_EXERCISE INSTRUCTIONS_
1. In the review about August Brill, what does Owen Brick do for a living?
2. Please pick up the review about August Brill after its last sentence and write the next paragraph.

_TEXT TO READ_
+ + +

The man in question is August Brill, ageing, recently widowed, unsteady on his feet and "alone in the dark, turning the world around in my head as I struggle through another bout of insomnia". To help him make it through the night, August tells himself a story about Owen Brick, a Brooklyn children's magician who wakes up one morning in a war zone. Following a disputed presidential election, several states have said they are devolving from the union, and President Bush has declared war.

Sounds fantastical? Well get a load of Brick's task, which is, a superior officer informs him, to assassinate the man responsible for all this chaos. No, not Dubya, but that dastardly book critic Brill, because "he owns the war. He invented it, and everything that happens or is about to happen is in his head. Eliminate that head, and the war stops. It's that simple." I love the confidence of that last order – less military bark than barking mad. Unfair, perhaps, to expect a sergeant in the US army to be up to speed on self-reflexive narratology, but even Captain Mainwaring could see that doing away with the chap who's writing your lines will likely do you no favours.

+ + +

_DATA SUPPLIED_
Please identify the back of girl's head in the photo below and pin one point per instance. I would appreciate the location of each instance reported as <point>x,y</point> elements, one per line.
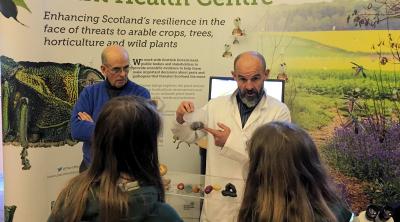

+ + +

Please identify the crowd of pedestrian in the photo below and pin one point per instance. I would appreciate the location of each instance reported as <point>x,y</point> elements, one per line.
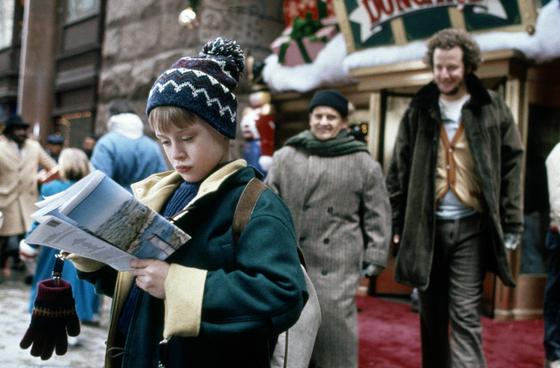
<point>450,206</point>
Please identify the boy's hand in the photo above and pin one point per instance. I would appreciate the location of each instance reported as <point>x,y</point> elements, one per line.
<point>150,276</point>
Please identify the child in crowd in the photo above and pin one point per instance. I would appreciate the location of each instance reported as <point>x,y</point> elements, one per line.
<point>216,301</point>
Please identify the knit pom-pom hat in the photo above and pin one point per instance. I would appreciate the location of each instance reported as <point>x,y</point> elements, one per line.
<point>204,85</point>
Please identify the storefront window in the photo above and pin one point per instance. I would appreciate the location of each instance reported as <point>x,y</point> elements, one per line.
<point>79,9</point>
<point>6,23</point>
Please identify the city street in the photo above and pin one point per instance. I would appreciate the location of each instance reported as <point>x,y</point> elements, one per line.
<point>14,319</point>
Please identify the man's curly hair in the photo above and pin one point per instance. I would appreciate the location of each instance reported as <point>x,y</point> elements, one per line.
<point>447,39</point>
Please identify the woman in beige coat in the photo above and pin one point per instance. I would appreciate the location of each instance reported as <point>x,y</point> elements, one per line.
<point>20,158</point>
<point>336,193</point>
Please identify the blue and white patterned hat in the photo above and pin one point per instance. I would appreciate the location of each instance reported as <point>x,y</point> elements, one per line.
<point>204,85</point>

+ + +

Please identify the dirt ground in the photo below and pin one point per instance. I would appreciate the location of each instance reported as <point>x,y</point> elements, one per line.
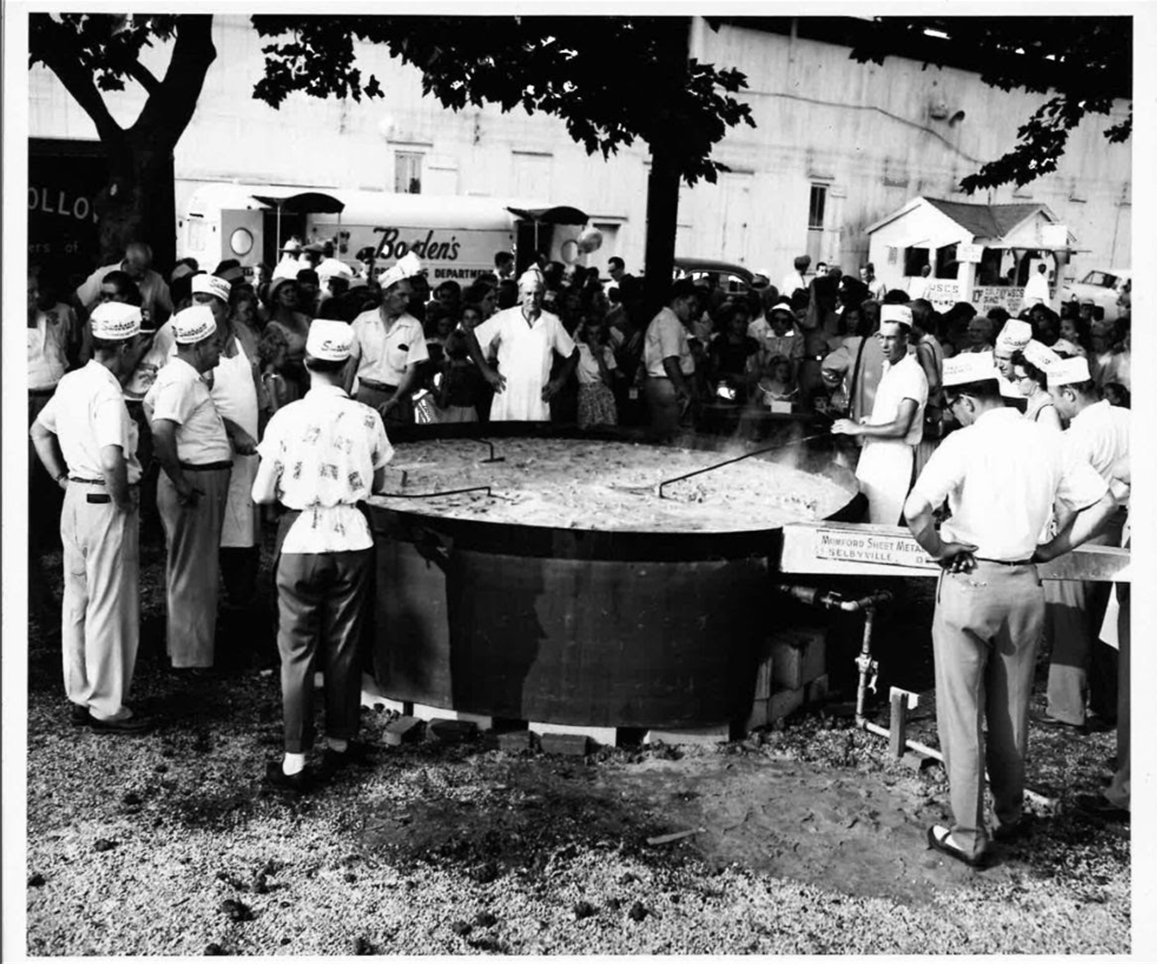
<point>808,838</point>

+ + +

_ANSWERS TO THE TASKS_
1. He is a Brooklyn children's magician.

2.
So far, so Austeresque, but then things begin to work the other way round. Brill might not actually finish his soldiers off but he does finish with them: two-thirds of the way through the novel he switches focus from fantasy to real-life – the life he shares with his middle-aged daughter Miriam, "who has slept alone for five years", and her 23-year-old daughter Katya, who has slept alone ever since her boyfriend Titus took himself off to Iraq where he was beheaded by terrorists who put video footage of their slaughters on the web.

If that sounds like a downer, all I can say is that you close Man in the Dark feeling sunny enough. As Brill comforts Katya by telling her how he courted her grandmother, how they parted and came back together, how he misses her more than he could have ever thought possible, Auster summons and sustains a heartfelt tone utterly new to – and yet of a piece with – the more abstract aspects of his story-telling. After a dozen novels one is used to watching him break new ground. This time Paul Auster breaks your heart too.